**YOUR OBJECTIVE**
Pick out and copy every line of the material below that contains the string "pole". Case counts.

**PROVIDED RECORDS**

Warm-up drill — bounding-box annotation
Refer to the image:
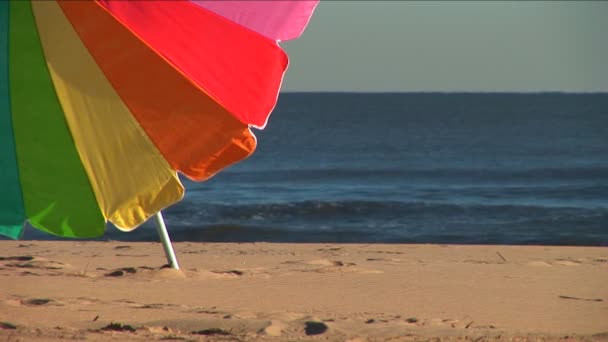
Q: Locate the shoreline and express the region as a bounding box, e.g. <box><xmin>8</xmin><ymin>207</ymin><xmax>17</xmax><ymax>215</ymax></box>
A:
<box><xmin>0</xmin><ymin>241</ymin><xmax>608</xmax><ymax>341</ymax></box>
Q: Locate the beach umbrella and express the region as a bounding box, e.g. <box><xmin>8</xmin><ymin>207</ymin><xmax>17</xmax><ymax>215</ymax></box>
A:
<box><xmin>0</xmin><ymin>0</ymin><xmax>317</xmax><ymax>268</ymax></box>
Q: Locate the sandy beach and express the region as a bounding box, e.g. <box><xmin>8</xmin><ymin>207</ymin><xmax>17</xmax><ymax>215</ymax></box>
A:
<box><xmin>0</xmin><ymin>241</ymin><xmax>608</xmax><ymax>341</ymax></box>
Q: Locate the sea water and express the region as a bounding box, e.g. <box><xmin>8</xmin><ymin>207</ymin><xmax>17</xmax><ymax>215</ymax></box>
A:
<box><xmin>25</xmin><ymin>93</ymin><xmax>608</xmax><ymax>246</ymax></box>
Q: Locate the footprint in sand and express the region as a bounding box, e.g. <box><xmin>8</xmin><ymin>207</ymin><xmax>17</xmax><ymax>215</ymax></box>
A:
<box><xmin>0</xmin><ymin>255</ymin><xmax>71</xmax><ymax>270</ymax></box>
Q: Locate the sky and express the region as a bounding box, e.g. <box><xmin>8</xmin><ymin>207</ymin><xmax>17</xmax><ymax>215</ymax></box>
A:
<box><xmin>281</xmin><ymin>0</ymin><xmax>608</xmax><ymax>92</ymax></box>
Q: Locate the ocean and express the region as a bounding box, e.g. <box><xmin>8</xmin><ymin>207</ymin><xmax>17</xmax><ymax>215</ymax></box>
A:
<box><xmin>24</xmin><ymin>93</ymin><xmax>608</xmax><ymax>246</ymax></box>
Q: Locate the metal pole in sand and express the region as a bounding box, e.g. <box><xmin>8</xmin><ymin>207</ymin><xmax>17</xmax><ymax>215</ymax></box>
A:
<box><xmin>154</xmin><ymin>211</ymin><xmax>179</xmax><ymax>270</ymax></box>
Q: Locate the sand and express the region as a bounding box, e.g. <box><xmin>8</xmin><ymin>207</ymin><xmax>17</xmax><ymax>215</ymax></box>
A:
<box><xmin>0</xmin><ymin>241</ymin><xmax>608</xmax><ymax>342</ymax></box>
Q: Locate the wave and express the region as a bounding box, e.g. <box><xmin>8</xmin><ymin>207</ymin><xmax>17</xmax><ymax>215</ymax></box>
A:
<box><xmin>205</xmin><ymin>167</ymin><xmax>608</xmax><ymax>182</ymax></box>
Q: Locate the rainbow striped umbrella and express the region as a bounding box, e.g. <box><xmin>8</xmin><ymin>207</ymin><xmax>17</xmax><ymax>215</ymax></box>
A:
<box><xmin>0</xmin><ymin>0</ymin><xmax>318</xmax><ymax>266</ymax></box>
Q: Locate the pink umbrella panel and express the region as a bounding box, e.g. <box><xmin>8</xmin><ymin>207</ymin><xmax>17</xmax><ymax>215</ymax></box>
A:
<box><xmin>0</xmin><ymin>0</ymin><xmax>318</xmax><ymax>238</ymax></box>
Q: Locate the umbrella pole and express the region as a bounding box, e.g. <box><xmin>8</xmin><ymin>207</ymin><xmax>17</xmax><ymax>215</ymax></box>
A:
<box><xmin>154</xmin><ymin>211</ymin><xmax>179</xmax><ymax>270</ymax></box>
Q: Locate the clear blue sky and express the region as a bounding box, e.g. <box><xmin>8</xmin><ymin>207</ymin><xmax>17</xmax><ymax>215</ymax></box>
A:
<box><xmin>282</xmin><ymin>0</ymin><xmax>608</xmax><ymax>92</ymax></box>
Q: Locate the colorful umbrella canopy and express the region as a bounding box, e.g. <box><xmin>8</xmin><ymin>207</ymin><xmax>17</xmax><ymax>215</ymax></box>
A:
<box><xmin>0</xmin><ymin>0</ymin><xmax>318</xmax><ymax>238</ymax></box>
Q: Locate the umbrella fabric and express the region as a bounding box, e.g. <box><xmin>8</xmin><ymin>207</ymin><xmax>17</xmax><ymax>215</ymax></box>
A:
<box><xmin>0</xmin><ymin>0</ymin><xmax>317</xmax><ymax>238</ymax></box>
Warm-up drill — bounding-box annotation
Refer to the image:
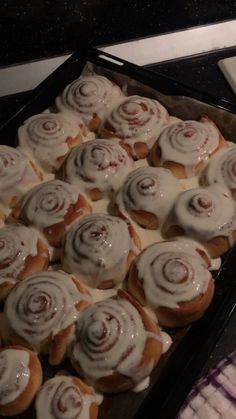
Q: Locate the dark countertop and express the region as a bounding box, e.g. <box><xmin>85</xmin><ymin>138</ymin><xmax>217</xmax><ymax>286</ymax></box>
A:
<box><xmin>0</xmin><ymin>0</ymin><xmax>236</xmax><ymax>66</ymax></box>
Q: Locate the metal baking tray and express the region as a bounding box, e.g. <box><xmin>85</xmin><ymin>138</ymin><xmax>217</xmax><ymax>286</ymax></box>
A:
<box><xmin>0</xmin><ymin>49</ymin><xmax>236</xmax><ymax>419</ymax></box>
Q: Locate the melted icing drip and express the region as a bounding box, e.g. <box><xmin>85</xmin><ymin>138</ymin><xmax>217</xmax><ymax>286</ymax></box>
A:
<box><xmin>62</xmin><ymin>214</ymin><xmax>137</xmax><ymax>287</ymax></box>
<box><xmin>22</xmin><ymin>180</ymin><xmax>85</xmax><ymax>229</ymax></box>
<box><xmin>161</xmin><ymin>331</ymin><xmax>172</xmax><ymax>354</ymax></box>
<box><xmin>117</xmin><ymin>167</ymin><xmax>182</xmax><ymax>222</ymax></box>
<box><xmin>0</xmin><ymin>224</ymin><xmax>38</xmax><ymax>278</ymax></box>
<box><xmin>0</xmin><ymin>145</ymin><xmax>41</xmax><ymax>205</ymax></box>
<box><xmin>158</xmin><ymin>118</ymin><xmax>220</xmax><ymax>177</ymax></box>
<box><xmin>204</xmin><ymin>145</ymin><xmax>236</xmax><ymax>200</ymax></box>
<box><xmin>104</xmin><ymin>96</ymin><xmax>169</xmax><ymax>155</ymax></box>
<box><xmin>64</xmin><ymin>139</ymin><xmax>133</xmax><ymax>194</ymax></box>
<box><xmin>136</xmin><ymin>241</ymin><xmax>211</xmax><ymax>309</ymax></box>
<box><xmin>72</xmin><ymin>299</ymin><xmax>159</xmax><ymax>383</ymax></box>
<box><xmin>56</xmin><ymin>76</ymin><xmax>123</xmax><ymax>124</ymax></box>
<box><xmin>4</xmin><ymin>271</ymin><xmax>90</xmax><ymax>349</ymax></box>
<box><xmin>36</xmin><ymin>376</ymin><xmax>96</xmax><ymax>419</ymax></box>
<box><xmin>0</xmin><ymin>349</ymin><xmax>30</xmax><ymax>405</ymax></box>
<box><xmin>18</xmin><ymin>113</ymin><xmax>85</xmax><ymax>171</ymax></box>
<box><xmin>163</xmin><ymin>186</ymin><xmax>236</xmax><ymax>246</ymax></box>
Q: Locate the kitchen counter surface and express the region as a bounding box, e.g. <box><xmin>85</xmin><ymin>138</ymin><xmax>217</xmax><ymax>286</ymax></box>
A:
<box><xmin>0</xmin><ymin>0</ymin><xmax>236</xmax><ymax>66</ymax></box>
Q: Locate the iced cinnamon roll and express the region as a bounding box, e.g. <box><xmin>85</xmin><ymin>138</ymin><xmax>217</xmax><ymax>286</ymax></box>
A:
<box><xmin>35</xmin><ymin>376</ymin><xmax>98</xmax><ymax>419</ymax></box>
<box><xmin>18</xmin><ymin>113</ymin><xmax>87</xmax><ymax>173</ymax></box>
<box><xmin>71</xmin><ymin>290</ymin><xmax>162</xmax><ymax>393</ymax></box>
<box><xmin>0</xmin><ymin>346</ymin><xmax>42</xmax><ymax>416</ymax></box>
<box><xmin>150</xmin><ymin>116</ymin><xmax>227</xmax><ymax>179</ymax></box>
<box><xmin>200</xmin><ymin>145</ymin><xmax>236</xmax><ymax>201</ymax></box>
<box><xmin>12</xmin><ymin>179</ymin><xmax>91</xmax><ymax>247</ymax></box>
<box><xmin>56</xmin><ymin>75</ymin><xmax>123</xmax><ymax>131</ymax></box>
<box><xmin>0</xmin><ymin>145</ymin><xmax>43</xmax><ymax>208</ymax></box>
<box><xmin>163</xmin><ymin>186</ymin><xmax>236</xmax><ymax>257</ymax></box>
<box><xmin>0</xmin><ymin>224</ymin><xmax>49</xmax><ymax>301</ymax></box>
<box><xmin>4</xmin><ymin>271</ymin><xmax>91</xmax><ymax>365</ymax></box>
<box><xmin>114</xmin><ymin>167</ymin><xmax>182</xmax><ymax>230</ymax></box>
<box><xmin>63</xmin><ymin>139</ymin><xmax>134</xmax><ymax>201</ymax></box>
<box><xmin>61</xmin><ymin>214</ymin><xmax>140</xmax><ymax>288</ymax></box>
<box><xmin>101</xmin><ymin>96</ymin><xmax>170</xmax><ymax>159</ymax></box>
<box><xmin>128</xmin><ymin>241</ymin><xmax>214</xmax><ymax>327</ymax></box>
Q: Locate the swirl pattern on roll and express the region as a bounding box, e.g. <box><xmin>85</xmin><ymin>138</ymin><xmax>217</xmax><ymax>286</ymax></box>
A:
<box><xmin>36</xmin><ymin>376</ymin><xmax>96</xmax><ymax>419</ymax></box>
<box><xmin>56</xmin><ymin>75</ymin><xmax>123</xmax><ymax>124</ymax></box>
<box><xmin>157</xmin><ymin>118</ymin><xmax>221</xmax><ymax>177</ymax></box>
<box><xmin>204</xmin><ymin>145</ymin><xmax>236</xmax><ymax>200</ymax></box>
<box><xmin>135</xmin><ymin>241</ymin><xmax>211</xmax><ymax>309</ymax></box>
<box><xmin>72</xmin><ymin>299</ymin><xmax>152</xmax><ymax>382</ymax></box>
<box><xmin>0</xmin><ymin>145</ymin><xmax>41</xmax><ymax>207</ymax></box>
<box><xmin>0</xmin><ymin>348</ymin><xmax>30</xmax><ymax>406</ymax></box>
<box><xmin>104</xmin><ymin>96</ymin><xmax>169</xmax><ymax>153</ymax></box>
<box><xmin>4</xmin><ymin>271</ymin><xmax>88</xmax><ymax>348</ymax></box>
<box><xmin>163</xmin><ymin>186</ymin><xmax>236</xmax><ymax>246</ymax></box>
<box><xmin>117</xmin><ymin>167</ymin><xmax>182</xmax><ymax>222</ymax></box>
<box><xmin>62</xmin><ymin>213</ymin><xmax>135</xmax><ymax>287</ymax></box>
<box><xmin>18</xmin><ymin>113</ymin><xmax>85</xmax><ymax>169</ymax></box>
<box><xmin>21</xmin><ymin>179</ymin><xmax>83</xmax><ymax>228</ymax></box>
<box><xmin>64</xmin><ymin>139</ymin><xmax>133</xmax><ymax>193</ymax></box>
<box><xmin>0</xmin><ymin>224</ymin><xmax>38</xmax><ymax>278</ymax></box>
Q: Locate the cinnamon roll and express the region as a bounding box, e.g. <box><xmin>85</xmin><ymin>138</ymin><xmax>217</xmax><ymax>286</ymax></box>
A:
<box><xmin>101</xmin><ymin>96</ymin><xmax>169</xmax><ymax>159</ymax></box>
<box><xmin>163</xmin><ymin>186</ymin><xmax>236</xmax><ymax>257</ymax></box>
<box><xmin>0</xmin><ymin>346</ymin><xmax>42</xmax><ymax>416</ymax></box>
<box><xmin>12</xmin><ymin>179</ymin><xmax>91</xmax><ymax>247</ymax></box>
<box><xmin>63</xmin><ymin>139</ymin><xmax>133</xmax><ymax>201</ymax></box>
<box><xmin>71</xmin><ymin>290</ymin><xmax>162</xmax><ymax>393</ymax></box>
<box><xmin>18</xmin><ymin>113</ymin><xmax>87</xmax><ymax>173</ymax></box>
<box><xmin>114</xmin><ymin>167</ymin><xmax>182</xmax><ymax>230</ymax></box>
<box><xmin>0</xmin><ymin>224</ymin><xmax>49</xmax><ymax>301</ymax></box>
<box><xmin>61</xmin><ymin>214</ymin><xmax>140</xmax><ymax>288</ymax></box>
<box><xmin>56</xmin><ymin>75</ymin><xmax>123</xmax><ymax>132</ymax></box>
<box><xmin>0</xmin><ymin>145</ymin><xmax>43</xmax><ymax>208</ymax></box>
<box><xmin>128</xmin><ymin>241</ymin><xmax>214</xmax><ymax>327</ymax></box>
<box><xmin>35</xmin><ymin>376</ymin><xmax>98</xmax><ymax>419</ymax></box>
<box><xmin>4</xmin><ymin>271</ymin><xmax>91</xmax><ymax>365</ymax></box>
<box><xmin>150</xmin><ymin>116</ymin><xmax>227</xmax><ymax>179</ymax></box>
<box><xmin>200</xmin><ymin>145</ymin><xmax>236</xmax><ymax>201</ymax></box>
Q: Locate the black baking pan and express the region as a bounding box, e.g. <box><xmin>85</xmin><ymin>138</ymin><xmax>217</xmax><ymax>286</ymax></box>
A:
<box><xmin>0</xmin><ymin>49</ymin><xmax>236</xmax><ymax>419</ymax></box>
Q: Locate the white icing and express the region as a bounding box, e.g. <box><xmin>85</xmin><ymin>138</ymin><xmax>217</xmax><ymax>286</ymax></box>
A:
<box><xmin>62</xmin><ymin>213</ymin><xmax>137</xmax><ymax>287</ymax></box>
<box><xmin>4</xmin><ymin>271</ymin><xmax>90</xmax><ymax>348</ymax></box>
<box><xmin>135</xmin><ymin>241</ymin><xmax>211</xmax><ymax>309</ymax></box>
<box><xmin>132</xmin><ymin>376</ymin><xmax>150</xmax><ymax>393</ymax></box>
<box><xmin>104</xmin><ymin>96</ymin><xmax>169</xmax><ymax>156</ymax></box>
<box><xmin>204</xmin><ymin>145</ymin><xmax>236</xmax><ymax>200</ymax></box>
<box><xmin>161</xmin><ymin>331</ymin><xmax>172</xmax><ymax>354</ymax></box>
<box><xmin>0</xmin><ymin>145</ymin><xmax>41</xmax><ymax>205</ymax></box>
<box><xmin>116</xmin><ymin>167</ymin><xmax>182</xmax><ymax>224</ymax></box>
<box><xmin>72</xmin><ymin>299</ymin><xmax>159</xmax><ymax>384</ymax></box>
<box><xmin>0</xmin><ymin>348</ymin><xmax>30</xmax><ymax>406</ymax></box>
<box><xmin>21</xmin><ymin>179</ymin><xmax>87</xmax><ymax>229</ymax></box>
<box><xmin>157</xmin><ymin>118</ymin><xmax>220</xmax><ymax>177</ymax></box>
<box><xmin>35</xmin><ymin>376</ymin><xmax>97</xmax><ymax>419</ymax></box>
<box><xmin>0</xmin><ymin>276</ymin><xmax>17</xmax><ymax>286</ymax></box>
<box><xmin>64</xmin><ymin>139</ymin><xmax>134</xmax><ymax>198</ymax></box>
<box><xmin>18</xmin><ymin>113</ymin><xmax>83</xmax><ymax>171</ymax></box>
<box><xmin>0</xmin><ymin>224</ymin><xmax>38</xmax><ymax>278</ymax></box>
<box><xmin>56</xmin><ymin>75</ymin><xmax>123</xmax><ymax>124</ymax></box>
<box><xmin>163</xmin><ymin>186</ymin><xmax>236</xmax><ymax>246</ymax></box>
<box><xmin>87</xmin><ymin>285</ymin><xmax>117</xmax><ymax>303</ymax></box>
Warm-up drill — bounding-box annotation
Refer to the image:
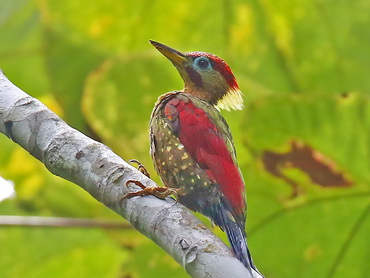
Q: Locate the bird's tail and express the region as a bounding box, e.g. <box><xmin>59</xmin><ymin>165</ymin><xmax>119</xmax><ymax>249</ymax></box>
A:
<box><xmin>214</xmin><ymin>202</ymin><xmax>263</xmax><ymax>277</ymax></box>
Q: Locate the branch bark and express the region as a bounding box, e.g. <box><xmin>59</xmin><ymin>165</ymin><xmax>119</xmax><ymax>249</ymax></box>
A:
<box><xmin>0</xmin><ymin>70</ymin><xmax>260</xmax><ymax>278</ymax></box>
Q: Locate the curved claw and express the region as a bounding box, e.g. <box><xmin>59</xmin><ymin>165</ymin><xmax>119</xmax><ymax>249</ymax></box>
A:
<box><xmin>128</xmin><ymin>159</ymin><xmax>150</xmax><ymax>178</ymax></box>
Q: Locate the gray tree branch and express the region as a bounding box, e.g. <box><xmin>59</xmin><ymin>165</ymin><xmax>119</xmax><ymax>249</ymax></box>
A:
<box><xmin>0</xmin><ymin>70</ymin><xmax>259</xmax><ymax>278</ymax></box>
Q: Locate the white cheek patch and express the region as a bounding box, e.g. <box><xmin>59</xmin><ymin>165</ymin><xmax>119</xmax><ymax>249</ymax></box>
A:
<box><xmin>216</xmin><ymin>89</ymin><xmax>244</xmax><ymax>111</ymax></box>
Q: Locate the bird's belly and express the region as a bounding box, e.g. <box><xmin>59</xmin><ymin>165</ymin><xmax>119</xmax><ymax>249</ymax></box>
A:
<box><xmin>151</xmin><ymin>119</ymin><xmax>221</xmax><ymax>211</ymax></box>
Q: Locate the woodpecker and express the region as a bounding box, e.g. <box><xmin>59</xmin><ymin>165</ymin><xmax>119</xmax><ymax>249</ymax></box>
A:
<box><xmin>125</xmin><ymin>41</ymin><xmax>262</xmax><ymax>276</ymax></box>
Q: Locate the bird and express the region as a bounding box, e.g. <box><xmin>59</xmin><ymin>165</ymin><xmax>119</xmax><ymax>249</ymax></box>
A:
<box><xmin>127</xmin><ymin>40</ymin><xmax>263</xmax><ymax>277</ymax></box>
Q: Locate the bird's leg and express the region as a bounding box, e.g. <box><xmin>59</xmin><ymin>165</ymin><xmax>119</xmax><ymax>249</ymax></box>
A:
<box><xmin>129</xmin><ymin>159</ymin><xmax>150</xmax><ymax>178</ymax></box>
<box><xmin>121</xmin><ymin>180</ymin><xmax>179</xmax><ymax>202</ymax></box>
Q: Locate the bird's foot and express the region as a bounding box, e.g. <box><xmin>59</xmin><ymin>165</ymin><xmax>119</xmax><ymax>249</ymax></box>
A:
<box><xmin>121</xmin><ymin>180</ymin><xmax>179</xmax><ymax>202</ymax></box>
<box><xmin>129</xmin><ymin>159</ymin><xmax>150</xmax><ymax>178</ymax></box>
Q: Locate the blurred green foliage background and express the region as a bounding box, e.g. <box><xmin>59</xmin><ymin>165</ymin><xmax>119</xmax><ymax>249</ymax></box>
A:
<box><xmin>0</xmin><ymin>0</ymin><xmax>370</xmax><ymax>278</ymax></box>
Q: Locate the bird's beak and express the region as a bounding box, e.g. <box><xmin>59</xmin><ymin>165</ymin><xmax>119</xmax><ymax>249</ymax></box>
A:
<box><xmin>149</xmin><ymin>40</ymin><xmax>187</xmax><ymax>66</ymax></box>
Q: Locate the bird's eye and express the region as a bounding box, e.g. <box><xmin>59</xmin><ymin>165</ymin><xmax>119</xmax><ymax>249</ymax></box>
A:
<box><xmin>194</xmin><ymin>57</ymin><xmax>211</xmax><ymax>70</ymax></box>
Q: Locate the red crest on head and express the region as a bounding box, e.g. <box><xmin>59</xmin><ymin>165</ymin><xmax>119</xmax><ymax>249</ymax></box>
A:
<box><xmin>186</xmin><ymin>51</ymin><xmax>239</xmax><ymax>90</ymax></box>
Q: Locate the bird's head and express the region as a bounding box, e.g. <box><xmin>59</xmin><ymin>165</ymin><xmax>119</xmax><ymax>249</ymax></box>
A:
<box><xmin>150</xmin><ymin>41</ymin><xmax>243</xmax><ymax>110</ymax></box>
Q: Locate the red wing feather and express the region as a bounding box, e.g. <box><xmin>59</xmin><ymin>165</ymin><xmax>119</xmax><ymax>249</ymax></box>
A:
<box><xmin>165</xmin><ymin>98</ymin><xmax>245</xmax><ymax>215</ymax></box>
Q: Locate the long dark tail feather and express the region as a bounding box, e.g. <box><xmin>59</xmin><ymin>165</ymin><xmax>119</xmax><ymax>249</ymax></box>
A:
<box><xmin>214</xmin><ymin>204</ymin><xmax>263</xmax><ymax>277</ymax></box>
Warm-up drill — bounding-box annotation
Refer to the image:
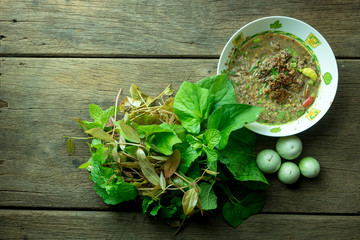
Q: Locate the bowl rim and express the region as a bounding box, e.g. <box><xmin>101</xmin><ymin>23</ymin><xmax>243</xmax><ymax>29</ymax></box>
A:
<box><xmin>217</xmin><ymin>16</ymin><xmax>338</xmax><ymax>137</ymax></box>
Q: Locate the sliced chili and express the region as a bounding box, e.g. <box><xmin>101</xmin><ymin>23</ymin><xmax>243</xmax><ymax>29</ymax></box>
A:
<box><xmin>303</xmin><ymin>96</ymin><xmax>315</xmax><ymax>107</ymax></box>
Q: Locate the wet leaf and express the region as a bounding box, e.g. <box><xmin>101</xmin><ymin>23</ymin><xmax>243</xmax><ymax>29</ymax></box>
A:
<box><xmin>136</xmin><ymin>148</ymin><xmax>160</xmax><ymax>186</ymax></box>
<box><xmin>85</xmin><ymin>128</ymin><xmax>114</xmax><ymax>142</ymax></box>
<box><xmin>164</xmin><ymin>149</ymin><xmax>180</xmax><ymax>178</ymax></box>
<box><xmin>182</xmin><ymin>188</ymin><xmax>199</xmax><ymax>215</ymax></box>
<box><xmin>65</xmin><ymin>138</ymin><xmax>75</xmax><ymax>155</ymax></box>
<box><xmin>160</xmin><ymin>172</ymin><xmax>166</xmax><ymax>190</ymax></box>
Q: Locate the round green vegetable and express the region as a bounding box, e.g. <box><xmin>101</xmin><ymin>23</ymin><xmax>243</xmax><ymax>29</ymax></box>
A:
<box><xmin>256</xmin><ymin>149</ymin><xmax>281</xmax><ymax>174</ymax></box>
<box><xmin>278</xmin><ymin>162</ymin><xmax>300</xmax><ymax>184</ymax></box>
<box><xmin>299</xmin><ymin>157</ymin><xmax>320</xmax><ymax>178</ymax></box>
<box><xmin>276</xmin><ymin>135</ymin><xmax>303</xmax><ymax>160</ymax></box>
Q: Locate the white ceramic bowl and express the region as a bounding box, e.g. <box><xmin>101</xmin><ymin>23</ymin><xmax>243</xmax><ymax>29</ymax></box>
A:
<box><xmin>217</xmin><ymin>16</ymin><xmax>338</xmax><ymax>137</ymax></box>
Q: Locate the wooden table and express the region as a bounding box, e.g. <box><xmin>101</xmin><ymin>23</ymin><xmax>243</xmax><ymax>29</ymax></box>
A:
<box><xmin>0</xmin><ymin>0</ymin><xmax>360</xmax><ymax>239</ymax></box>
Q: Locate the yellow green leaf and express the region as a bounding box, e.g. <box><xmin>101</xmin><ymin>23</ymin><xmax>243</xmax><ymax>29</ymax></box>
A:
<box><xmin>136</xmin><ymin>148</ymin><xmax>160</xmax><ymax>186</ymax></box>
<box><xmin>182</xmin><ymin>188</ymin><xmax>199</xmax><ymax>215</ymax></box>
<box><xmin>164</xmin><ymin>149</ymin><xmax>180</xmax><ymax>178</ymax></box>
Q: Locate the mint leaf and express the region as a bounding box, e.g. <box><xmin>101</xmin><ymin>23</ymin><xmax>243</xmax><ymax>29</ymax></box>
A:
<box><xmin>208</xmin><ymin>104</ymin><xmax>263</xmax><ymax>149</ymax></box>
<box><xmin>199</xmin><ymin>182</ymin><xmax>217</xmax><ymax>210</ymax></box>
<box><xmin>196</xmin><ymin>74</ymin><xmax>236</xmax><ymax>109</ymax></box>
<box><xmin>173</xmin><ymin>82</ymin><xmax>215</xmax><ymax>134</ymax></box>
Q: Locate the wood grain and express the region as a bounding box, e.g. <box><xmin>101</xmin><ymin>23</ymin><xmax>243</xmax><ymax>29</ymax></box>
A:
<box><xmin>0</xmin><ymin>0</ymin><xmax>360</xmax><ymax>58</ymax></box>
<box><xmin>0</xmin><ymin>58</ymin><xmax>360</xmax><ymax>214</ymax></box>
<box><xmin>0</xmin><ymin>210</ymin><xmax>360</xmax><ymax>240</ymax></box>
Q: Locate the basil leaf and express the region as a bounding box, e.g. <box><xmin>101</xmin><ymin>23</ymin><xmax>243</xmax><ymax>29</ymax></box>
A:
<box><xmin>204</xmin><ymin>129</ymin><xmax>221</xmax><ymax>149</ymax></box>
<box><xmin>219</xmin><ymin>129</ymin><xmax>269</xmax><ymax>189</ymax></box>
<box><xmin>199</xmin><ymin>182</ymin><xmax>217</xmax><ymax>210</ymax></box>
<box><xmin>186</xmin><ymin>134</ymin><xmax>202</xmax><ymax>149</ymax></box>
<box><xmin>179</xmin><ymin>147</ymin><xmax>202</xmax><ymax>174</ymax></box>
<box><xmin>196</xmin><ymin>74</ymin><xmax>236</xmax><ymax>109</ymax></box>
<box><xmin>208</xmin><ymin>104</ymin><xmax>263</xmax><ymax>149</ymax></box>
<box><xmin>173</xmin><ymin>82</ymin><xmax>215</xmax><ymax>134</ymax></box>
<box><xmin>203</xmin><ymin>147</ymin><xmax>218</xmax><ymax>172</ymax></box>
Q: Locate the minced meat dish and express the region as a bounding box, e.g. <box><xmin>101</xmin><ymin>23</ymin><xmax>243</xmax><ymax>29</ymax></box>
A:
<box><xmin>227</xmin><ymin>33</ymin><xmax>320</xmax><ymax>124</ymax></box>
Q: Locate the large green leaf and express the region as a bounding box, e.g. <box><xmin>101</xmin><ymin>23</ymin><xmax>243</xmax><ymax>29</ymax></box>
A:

**COMPLETE OUTPUT**
Q: Locate the metal pole in sand and express the region as a bounding box, e.g. <box><xmin>8</xmin><ymin>207</ymin><xmax>17</xmax><ymax>215</ymax></box>
Q: Locate the umbrella pole and express the region as a bounding box, e.g. <box><xmin>8</xmin><ymin>207</ymin><xmax>17</xmax><ymax>215</ymax></box>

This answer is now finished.